§ **DATA EXTRACT**
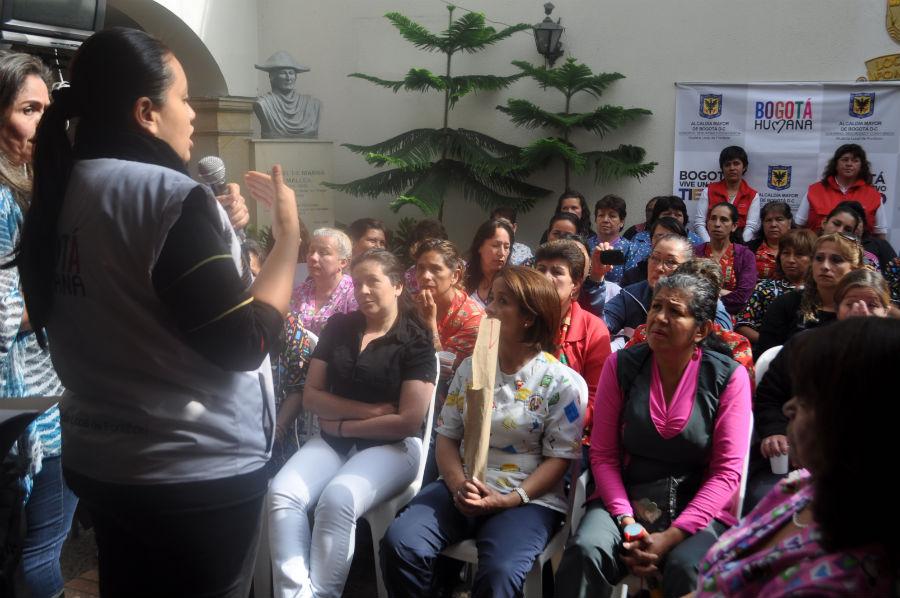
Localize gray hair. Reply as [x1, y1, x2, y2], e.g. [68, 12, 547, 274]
[312, 227, 352, 260]
[674, 258, 723, 296]
[654, 233, 694, 261]
[653, 272, 718, 325]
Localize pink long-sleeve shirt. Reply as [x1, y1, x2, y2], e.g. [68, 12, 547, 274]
[588, 350, 751, 534]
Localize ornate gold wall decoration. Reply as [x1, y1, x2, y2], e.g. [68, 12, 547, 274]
[889, 0, 900, 43]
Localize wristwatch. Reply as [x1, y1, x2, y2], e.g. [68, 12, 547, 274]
[615, 513, 633, 527]
[513, 487, 530, 505]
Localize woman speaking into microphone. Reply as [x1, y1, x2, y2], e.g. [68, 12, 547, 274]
[15, 28, 300, 597]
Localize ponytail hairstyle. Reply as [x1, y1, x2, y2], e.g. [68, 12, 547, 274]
[15, 28, 175, 336]
[0, 51, 51, 209]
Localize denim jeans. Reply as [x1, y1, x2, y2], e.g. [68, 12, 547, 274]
[20, 456, 78, 598]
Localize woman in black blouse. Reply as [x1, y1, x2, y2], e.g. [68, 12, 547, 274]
[267, 248, 437, 597]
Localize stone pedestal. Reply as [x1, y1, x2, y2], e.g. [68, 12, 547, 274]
[250, 139, 335, 232]
[189, 96, 258, 222]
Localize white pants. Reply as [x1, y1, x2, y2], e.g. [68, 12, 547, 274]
[268, 435, 421, 598]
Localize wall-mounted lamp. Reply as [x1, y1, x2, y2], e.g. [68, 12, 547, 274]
[533, 2, 564, 67]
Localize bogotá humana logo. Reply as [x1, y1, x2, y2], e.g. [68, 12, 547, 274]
[849, 92, 875, 118]
[699, 94, 722, 119]
[767, 165, 792, 190]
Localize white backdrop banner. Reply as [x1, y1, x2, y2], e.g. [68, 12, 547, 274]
[674, 82, 900, 247]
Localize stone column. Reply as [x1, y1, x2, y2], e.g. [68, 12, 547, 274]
[188, 96, 259, 225]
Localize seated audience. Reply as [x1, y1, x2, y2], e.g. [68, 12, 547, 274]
[621, 216, 688, 286]
[348, 217, 388, 258]
[628, 196, 702, 270]
[696, 317, 898, 596]
[556, 272, 752, 597]
[413, 238, 484, 376]
[535, 239, 611, 450]
[691, 146, 761, 243]
[622, 196, 658, 240]
[694, 202, 758, 316]
[270, 313, 316, 471]
[735, 229, 817, 346]
[820, 202, 881, 268]
[543, 211, 583, 244]
[290, 227, 357, 335]
[746, 201, 792, 280]
[541, 189, 594, 242]
[403, 218, 450, 293]
[242, 238, 267, 277]
[464, 219, 514, 309]
[625, 259, 755, 388]
[269, 249, 436, 598]
[756, 232, 864, 356]
[586, 194, 633, 283]
[745, 269, 892, 511]
[491, 206, 533, 266]
[381, 267, 586, 598]
[597, 235, 732, 350]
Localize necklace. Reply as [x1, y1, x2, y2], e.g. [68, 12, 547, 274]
[792, 510, 810, 528]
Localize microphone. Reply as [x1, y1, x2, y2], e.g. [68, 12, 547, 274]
[197, 155, 229, 196]
[197, 155, 247, 242]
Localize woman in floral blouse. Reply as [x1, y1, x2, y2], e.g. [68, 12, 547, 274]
[735, 229, 816, 346]
[290, 227, 357, 335]
[695, 318, 896, 597]
[694, 202, 757, 316]
[413, 238, 484, 377]
[746, 201, 792, 280]
[270, 313, 315, 471]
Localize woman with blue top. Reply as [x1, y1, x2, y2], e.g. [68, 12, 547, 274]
[586, 194, 633, 284]
[381, 266, 586, 598]
[627, 196, 703, 272]
[0, 51, 75, 598]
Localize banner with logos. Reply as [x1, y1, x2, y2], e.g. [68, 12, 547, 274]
[674, 82, 900, 247]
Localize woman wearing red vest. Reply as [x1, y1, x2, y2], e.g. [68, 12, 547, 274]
[692, 146, 761, 244]
[796, 143, 887, 239]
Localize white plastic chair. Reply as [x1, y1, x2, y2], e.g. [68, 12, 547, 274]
[363, 353, 440, 598]
[439, 460, 587, 598]
[754, 345, 782, 387]
[438, 373, 590, 597]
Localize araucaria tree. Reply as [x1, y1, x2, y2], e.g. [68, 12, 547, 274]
[325, 6, 551, 220]
[498, 57, 656, 189]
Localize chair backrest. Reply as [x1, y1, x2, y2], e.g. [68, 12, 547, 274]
[754, 345, 782, 387]
[411, 353, 441, 488]
[734, 412, 754, 519]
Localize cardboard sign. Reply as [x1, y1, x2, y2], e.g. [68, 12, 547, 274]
[462, 317, 500, 482]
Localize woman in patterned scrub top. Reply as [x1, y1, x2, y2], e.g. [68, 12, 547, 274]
[381, 266, 587, 598]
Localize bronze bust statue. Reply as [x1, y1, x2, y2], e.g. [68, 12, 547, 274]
[253, 51, 321, 139]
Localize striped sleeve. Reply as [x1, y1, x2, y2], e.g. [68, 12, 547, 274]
[151, 188, 282, 372]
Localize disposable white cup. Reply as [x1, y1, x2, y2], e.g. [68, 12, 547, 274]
[770, 453, 789, 475]
[437, 351, 456, 370]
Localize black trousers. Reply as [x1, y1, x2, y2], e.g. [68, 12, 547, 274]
[65, 466, 268, 598]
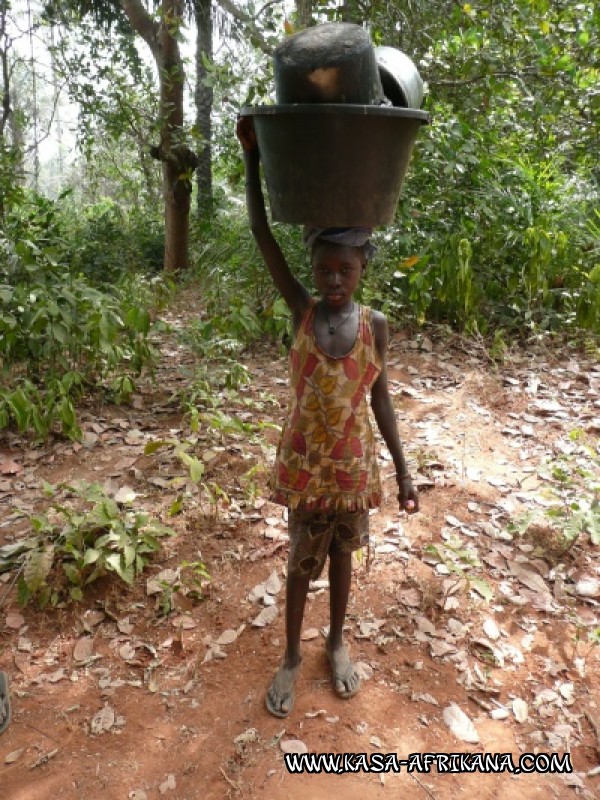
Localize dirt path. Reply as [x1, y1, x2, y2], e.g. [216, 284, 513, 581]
[1, 295, 599, 800]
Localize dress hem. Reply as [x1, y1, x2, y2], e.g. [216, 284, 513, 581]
[270, 490, 381, 513]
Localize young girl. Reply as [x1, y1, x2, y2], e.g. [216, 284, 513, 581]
[237, 118, 418, 718]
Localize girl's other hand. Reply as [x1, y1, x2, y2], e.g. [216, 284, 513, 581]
[236, 116, 258, 152]
[397, 476, 419, 514]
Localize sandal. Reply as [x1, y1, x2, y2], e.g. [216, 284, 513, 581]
[0, 671, 11, 734]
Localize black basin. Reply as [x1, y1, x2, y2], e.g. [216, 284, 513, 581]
[242, 104, 429, 227]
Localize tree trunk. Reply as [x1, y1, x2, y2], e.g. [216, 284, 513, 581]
[193, 0, 213, 217]
[295, 0, 313, 30]
[120, 0, 197, 272]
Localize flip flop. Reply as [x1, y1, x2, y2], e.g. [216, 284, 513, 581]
[327, 647, 362, 700]
[265, 664, 299, 718]
[265, 686, 294, 719]
[0, 671, 11, 735]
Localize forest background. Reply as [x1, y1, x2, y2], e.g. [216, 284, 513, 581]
[0, 0, 598, 440]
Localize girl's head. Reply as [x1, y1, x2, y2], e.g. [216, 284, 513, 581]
[304, 227, 374, 307]
[310, 239, 365, 308]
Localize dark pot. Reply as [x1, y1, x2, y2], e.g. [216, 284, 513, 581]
[273, 23, 384, 105]
[242, 104, 429, 227]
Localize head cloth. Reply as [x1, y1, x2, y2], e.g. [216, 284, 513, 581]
[303, 227, 377, 260]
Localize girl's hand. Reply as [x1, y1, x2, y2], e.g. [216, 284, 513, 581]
[397, 475, 419, 514]
[236, 116, 258, 152]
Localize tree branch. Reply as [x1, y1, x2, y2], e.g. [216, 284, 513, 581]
[215, 0, 274, 55]
[119, 0, 159, 53]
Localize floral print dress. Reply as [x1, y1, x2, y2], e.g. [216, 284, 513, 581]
[271, 300, 382, 512]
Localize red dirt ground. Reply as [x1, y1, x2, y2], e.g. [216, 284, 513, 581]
[1, 296, 599, 800]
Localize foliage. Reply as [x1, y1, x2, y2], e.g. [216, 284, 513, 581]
[0, 481, 174, 607]
[144, 436, 232, 518]
[59, 197, 165, 284]
[424, 537, 494, 601]
[0, 190, 160, 438]
[155, 559, 211, 616]
[191, 213, 303, 345]
[355, 0, 600, 334]
[506, 430, 600, 555]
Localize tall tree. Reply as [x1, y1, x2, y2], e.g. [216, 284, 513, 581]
[193, 0, 212, 215]
[46, 0, 198, 271]
[120, 0, 197, 271]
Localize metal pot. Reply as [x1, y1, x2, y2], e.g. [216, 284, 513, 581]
[375, 46, 424, 109]
[274, 23, 384, 105]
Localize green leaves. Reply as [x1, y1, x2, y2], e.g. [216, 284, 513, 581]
[0, 191, 160, 439]
[1, 481, 175, 607]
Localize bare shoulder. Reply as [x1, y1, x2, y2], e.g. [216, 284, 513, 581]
[369, 308, 389, 355]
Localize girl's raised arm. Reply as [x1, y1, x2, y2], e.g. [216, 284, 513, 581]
[237, 117, 311, 326]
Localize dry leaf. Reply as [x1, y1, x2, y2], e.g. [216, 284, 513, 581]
[82, 610, 105, 628]
[280, 739, 308, 755]
[159, 774, 176, 795]
[114, 486, 137, 504]
[442, 703, 480, 744]
[118, 618, 135, 635]
[5, 611, 25, 630]
[5, 749, 25, 764]
[483, 618, 501, 640]
[216, 629, 238, 646]
[119, 643, 137, 661]
[398, 588, 421, 608]
[512, 698, 529, 723]
[575, 577, 600, 598]
[129, 791, 148, 800]
[559, 683, 574, 703]
[430, 639, 458, 658]
[234, 728, 259, 745]
[534, 689, 559, 706]
[264, 570, 282, 595]
[411, 692, 439, 706]
[90, 705, 115, 734]
[355, 661, 373, 681]
[251, 606, 278, 628]
[171, 615, 196, 630]
[248, 583, 266, 603]
[509, 562, 550, 595]
[73, 637, 94, 662]
[0, 460, 22, 475]
[301, 628, 319, 641]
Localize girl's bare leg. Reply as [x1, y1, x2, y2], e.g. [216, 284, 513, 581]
[326, 549, 361, 698]
[266, 572, 310, 716]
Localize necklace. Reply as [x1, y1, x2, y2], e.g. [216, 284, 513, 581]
[322, 301, 354, 335]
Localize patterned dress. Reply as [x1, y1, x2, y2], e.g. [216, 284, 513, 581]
[271, 299, 382, 512]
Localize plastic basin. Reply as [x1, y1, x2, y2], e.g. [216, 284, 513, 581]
[242, 104, 429, 227]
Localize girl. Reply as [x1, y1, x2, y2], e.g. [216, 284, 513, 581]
[237, 118, 418, 718]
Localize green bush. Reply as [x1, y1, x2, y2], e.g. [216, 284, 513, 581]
[0, 192, 159, 439]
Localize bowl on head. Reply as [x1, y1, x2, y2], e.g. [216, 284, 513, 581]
[375, 47, 424, 109]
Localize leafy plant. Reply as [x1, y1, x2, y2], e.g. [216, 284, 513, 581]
[507, 433, 600, 556]
[0, 192, 160, 438]
[0, 482, 174, 607]
[156, 560, 211, 616]
[424, 537, 494, 601]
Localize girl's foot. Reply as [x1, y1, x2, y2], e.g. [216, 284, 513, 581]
[265, 658, 301, 718]
[0, 671, 10, 734]
[325, 639, 361, 699]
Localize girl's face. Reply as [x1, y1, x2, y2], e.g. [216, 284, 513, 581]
[311, 241, 365, 310]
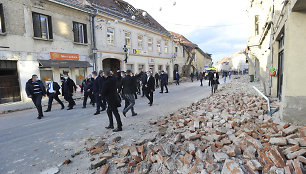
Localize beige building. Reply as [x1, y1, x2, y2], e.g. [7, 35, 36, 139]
[170, 31, 212, 78]
[90, 0, 174, 77]
[248, 0, 306, 125]
[0, 0, 93, 103]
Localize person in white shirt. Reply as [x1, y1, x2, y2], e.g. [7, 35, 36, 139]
[45, 78, 64, 112]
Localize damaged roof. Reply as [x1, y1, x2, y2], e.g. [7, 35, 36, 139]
[88, 0, 171, 36]
[169, 31, 198, 48]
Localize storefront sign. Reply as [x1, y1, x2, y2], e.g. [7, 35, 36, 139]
[50, 52, 79, 60]
[149, 58, 155, 63]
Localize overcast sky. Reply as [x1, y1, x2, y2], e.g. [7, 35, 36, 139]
[125, 0, 249, 64]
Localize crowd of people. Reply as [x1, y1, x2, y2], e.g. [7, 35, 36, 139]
[25, 69, 172, 132]
[25, 69, 227, 132]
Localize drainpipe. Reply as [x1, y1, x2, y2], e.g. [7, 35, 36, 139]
[91, 10, 97, 71]
[253, 86, 271, 115]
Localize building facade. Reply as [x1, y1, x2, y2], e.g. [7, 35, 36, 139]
[248, 0, 306, 125]
[90, 0, 174, 77]
[0, 0, 93, 103]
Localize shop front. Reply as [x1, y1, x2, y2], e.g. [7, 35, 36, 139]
[38, 52, 92, 90]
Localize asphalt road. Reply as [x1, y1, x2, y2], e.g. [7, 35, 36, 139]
[0, 81, 212, 174]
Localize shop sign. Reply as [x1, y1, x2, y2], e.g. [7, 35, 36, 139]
[149, 58, 155, 63]
[50, 52, 79, 60]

§ **AIM OF THE TASK**
An exact repeat of the lines from the one containing "Localize shop sign." through the final line above, both included, is the whole answer.

§ **YOUR RESPONSE**
Localize shop sign. Reply as [x1, y1, x2, y2], e.g. [7, 35, 36, 139]
[149, 58, 155, 63]
[50, 52, 79, 60]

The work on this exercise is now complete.